▸ **Exercise brief**
Copy out every row below word for word, but leave out the pictures.

▸ **Supplied data**
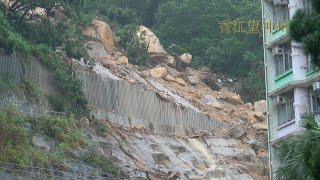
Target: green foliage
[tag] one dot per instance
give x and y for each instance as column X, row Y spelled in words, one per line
column 301, row 154
column 192, row 26
column 7, row 84
column 103, row 163
column 305, row 28
column 64, row 130
column 15, row 139
column 32, row 92
column 70, row 86
column 11, row 41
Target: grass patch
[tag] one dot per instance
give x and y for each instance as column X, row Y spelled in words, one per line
column 64, row 130
column 16, row 137
column 103, row 163
column 8, row 84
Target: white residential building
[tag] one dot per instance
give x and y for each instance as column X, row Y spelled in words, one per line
column 291, row 81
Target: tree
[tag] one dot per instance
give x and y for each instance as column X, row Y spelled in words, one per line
column 301, row 154
column 305, row 28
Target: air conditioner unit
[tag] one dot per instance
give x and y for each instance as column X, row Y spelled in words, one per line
column 276, row 51
column 279, row 100
column 280, row 2
column 316, row 86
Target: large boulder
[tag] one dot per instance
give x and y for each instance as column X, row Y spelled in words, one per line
column 158, row 72
column 192, row 80
column 260, row 106
column 122, row 60
column 41, row 143
column 155, row 49
column 235, row 99
column 180, row 81
column 186, row 58
column 96, row 50
column 100, row 32
column 171, row 61
column 160, row 158
column 238, row 130
column 210, row 100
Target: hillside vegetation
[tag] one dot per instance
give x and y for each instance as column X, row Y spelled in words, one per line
column 182, row 26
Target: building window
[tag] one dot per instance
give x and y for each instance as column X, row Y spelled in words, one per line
column 316, row 102
column 286, row 110
column 280, row 14
column 284, row 61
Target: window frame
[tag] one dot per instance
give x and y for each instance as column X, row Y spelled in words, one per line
column 286, row 111
column 284, row 62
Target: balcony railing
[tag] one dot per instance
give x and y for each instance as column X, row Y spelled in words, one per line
column 309, row 67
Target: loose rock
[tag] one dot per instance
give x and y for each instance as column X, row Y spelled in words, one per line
column 158, row 72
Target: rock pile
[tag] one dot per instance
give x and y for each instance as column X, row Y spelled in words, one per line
column 246, row 123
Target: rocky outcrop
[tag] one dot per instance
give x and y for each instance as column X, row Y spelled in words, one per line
column 100, row 32
column 155, row 49
column 122, row 60
column 238, row 130
column 38, row 141
column 158, row 72
column 96, row 50
column 186, row 58
column 171, row 61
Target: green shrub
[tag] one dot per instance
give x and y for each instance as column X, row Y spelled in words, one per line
column 103, row 163
column 7, row 84
column 63, row 130
column 137, row 52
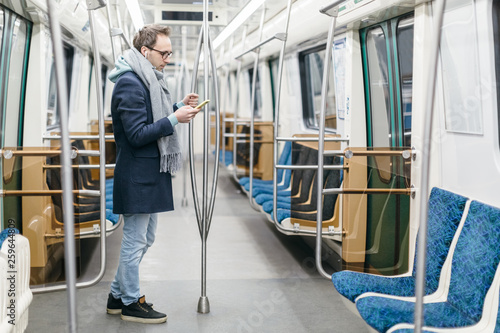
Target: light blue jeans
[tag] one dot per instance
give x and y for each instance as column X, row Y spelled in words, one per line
column 138, row 235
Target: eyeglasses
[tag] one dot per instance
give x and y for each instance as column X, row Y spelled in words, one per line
column 164, row 55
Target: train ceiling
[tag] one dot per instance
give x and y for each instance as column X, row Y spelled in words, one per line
column 179, row 14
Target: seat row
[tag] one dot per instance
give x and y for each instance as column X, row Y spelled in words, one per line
column 296, row 190
column 86, row 208
column 462, row 277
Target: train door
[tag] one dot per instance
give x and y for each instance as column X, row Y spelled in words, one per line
column 387, row 51
column 15, row 35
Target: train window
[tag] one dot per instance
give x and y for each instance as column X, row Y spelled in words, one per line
column 460, row 69
column 311, row 73
column 52, row 110
column 15, row 84
column 404, row 37
column 257, row 108
column 273, row 64
column 380, row 101
column 388, row 70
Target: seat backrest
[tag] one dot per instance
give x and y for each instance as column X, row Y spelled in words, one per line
column 475, row 259
column 444, row 215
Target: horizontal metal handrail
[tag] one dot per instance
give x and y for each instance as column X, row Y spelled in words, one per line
column 407, row 191
column 331, row 9
column 42, row 193
column 95, row 153
column 77, row 166
column 238, row 135
column 8, row 154
column 79, row 137
column 333, row 153
column 311, row 167
column 238, row 121
column 280, row 35
column 406, row 154
column 256, row 141
column 308, row 139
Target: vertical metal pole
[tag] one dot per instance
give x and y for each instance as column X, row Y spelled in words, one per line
column 183, row 91
column 321, row 146
column 231, row 43
column 92, row 5
column 194, row 187
column 110, row 35
column 66, row 170
column 203, row 303
column 426, row 152
column 252, row 116
column 217, row 135
column 276, row 117
column 235, row 125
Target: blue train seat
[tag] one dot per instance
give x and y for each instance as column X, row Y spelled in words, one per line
column 444, row 215
column 474, row 264
column 285, row 159
column 228, row 157
column 490, row 319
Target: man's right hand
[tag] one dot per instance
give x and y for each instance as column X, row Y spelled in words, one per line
column 186, row 113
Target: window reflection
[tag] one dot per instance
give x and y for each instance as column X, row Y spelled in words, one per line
column 311, row 63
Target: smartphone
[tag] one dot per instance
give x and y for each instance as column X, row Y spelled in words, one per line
column 202, row 104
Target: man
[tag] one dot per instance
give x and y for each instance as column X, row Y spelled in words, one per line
column 148, row 151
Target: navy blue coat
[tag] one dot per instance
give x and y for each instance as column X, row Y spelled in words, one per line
column 139, row 186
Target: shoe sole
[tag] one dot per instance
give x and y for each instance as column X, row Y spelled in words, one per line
column 145, row 320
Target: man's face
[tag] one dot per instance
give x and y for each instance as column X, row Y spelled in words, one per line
column 163, row 44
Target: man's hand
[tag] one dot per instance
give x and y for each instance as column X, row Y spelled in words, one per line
column 186, row 113
column 191, row 100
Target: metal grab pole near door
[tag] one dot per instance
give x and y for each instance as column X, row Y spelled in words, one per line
column 426, row 149
column 92, row 5
column 66, row 171
column 331, row 10
column 204, row 215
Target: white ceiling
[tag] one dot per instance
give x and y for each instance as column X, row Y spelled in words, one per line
column 227, row 9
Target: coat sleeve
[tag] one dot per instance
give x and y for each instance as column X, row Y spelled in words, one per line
column 131, row 106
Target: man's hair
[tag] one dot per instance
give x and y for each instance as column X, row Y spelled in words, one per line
column 147, row 35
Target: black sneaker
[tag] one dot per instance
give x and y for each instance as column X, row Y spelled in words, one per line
column 115, row 305
column 142, row 312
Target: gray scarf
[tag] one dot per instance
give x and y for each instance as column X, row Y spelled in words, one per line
column 161, row 102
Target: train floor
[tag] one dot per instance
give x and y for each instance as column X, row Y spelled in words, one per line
column 258, row 280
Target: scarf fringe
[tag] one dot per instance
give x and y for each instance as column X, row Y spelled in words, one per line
column 171, row 163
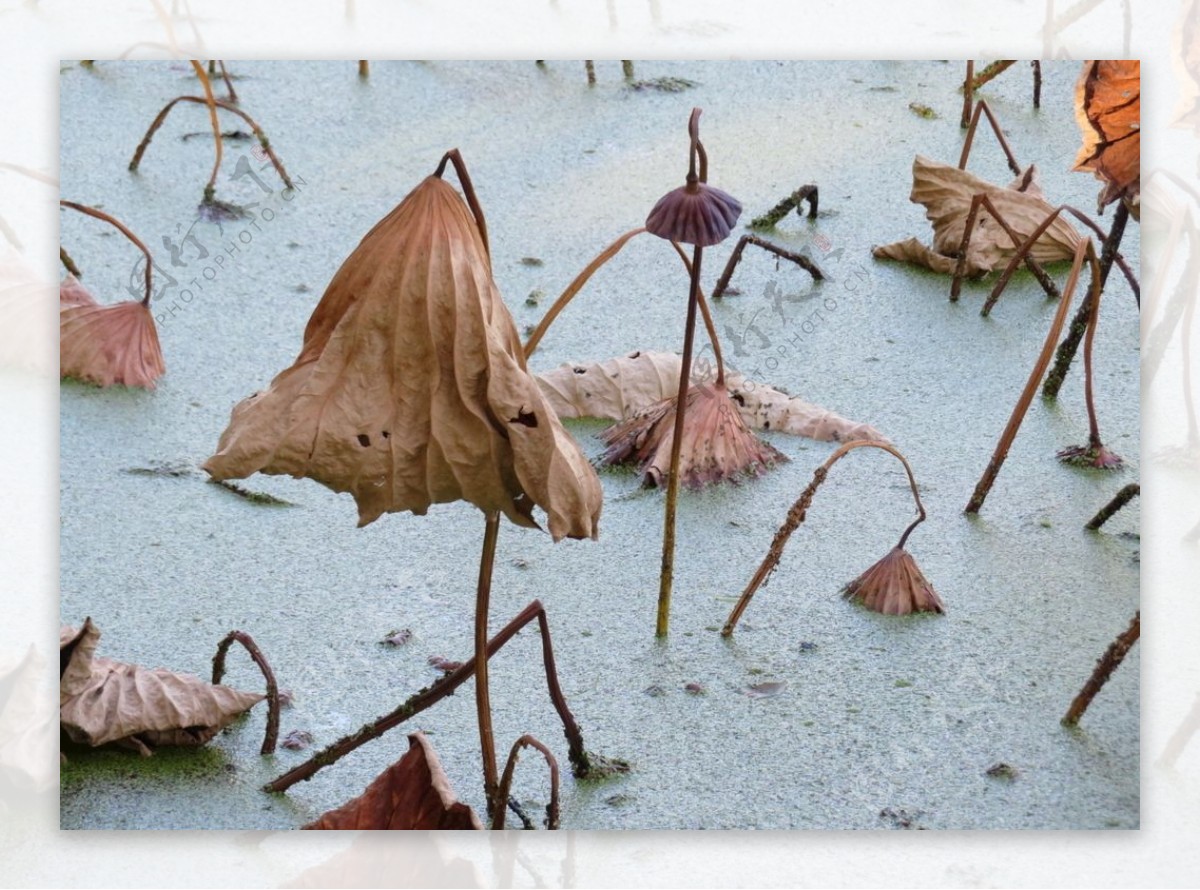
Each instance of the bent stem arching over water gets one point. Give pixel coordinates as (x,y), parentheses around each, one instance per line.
(798,512)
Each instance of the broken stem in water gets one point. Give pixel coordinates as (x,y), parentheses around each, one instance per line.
(507,781)
(273,689)
(581,761)
(796,515)
(1084,250)
(253,125)
(1108,662)
(666,576)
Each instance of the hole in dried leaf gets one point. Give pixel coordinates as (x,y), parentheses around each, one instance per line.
(526,419)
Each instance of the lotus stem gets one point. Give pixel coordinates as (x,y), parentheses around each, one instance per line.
(1084,250)
(507,781)
(273,690)
(210,100)
(1108,662)
(1123,497)
(582,278)
(1081,322)
(125,230)
(483,701)
(581,761)
(666,576)
(220,103)
(69,264)
(797,513)
(967,95)
(787,205)
(736,257)
(468,190)
(1181,737)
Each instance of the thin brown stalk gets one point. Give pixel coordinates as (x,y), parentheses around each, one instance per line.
(799,259)
(581,761)
(259,133)
(797,513)
(69,264)
(507,781)
(1084,250)
(210,190)
(125,230)
(273,690)
(1108,662)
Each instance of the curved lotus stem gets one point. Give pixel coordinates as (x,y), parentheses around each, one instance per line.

▸ **Exercise output**
Target: green foliage
[tag] one dot per instance
give x and y for each instance as column X, row Y spelled in words, one per line
column 301, row 154
column 192, row 26
column 7, row 84
column 103, row 163
column 305, row 28
column 64, row 130
column 15, row 139
column 32, row 92
column 70, row 86
column 11, row 41
Target: grass patch
[tag] one dot per instance
give x and y for each instance as column X, row Y spelled in words, one per line
column 64, row 130
column 16, row 137
column 103, row 163
column 8, row 84
Target: white residential building
[tag] one dot per instance
give x and y for each instance as column X, row Y spelled in words, one per line
column 291, row 81
Target: tree
[tag] one dot per instance
give x and y for each instance as column X, row Y spelled in words, one per line
column 301, row 154
column 305, row 28
Target: air conditioner unit
[tag] one dot per instance
give x and y for each instance as column X, row Y spelled in words, one per line
column 276, row 51
column 279, row 100
column 280, row 2
column 316, row 86
Target: large boulder
[tag] one dot per instance
give x and y for each instance as column X, row Y spelled in words, one per line
column 158, row 72
column 192, row 80
column 260, row 106
column 122, row 60
column 41, row 143
column 155, row 49
column 235, row 99
column 180, row 81
column 186, row 58
column 96, row 50
column 100, row 32
column 171, row 61
column 160, row 158
column 238, row 130
column 210, row 100
Target: hillside vegetation
[tag] one dot per instance
give x and y for each instance as column X, row Y spelled in words, one per line
column 182, row 26
Target: building window
[tag] one dot per instance
give x and y for each instance as column X, row Y spelled in words, one per line
column 316, row 102
column 286, row 110
column 280, row 14
column 284, row 61
Target: window frame
[tag] one dot per instance
give x and y for each instance as column X, row Y spelled in words, one per line
column 286, row 111
column 284, row 62
Target: balcony railing
[tag] one dot per instance
give x and y for each instance as column X, row Y spelled in words, one per line
column 309, row 67
Target: loose rock
[tag] one dot per instance
give x and y for each instance as column X, row Y spelled in words, one per line
column 158, row 72
Target: rock pile
[tag] one dot per instance
give x and y for each instance as column X, row Y spelled in words, one per line
column 246, row 123
Target: rocky outcrop
[tag] one dot per instance
give x and y for each instance as column X, row Y spelled in words, one per line
column 100, row 32
column 155, row 49
column 122, row 60
column 238, row 130
column 38, row 141
column 158, row 72
column 96, row 50
column 186, row 58
column 171, row 61
Target: green shrub
[tag] one dot per instance
give x and y for each instance as column X, row Y spelled in words, one per line
column 103, row 163
column 7, row 84
column 63, row 130
column 137, row 52
Target: light blue jeans
[tag] one dot per instance
give x and y for each instance as column X, row Y spelled in words, one per line
column 138, row 235
Target: eyeglasses
[tag] one dot per instance
give x and y for each instance as column X, row Y spelled in words, one per line
column 164, row 55
Target: train ceiling
[tag] one dot per instance
give x and y for each instance as column X, row Y spelled in words, one per line
column 179, row 14
Target: seat row
[tag] one dot per instance
give x and y for each instance as column X, row Y spelled in words, one per line
column 296, row 190
column 86, row 208
column 462, row 277
Target: train door
[tag] one dot per instance
give x and y for each instance as column X, row Y spelled in words, one per line
column 387, row 51
column 15, row 35
Target: train window
[tag] one dot per instance
give x and y for each instance as column X, row Y spelled in words, one per line
column 460, row 69
column 311, row 73
column 52, row 110
column 15, row 84
column 404, row 37
column 257, row 108
column 273, row 64
column 380, row 101
column 388, row 70
Target: seat backrest
[tag] one dot per instance
give x and y for each instance as column X, row Y spelled in words, one per line
column 475, row 259
column 444, row 215
Target: horizontal metal handrail
[tag] one dot per instance
give x and y for each instance as column X, row Y spelled in words, one per line
column 407, row 191
column 331, row 9
column 42, row 193
column 95, row 153
column 77, row 166
column 238, row 135
column 8, row 154
column 79, row 137
column 333, row 153
column 311, row 167
column 238, row 121
column 280, row 35
column 406, row 154
column 256, row 141
column 308, row 139
Target: vertical metal pole
[tag] one dot per instance
give x and y for each instance as column X, row Y spelled in words, one per line
column 183, row 91
column 321, row 146
column 231, row 43
column 92, row 5
column 194, row 187
column 110, row 35
column 66, row 170
column 203, row 303
column 426, row 152
column 252, row 116
column 217, row 135
column 276, row 117
column 235, row 125
Target: blue train seat
[tag] one dot per instance
give x and y for each instance as column X, row Y spelled in words, one per line
column 444, row 215
column 474, row 264
column 285, row 159
column 228, row 157
column 490, row 319
Target: man's right hand
[tag] one dot per instance
give x and y for each instance as column X, row Y spelled in words, one per line
column 186, row 113
Target: window reflection
[tag] one dot per instance
give x and y for each instance as column X, row Y spelled in words, one per line
column 311, row 63
Target: smartphone
[tag] one dot per instance
give x and y for each instance as column X, row Y spelled in words, one per line
column 202, row 104
Target: man
[tag] one dot per instance
give x and y for each instance as column X, row Y spelled in words, one per line
column 148, row 151
Target: navy blue coat
[tag] one dot per instance
give x and y for each instance as column X, row Y spelled in words, one per line
column 139, row 186
Target: shoe sole
[tag] one dot per instance
give x and y for each instance as column X, row Y spelled in words, one per line
column 145, row 320
Target: man's face
[tag] one dot per instance
give x and y for each instance as column X, row Y spelled in words, one per line
column 163, row 44
Target: man's hand
[tag] one dot per instance
give x and y for each instance as column X, row Y spelled in words, one per line
column 186, row 113
column 191, row 100
Target: metal grab pole near door
[tag] one dot per instance
give x and y for each instance as column X, row Y spelled in words, one per line
column 426, row 149
column 92, row 5
column 66, row 171
column 331, row 10
column 204, row 215
Target: white ceiling
[tag] one dot per instance
give x and y for each instance as column X, row Y spelled in words, one per line
column 227, row 9
Target: coat sleeve
[tag] one dot per instance
give x and y for each instance as column X, row Y spelled in words, one per line
column 131, row 106
Target: man's hair
[tag] one dot per instance
give x and y for each instance as column X, row Y spelled in words, one per line
column 147, row 35
Target: black sneaker
[tag] one dot per instance
give x and y for each instance as column X, row Y spelled in words, one per line
column 115, row 305
column 142, row 312
Target: gray scarf
[tag] one dot per instance
give x and y for each instance as column X, row Y spelled in words, one per line
column 161, row 102
Target: train floor
[tag] one dot per instance
give x and y for each instance as column X, row Y spelled in words, one per line
column 258, row 280
Target: scarf fringe
[tag] one dot per instance
give x and y for each instance as column X, row Y spelled in words, one per line
column 171, row 163
Each instance of the bent stem arching over water gets one point. Give pixel coordinates as (x,y), parentheses around each, one instance per line.
(798,512)
Each instance of the broken stem in water gets one point. Give pixel coordinates as (x,y), parentheses around each, one instance per line.
(507,781)
(273,689)
(581,761)
(796,515)
(1084,250)
(253,125)
(1108,662)
(666,576)
Each instance of the hole in dried leaf gets one point. Give pixel coordinates as (x,y), parentheses around each, one instance per line.
(526,419)
Each instance of the lotus stem gets one point. Give pixel coordinates as (x,y), parentheses around each, one instance per line.
(1084,250)
(507,781)
(273,690)
(210,100)
(1108,662)
(1123,497)
(582,278)
(1081,322)
(125,230)
(483,701)
(581,761)
(666,576)
(220,103)
(69,264)
(797,513)
(967,95)
(787,205)
(736,257)
(468,190)
(1181,737)
Each instance of the thin brown stalk gets one point. Give pixel coordinates as (x,y), parentheses around each, one instance per line.
(799,259)
(581,761)
(259,133)
(797,513)
(69,264)
(507,781)
(1084,250)
(210,190)
(125,230)
(273,690)
(1108,662)
Each instance of the curved lotus stem gets one point. Give pixel coordinates as (x,y), parentheses around each, one instance per line.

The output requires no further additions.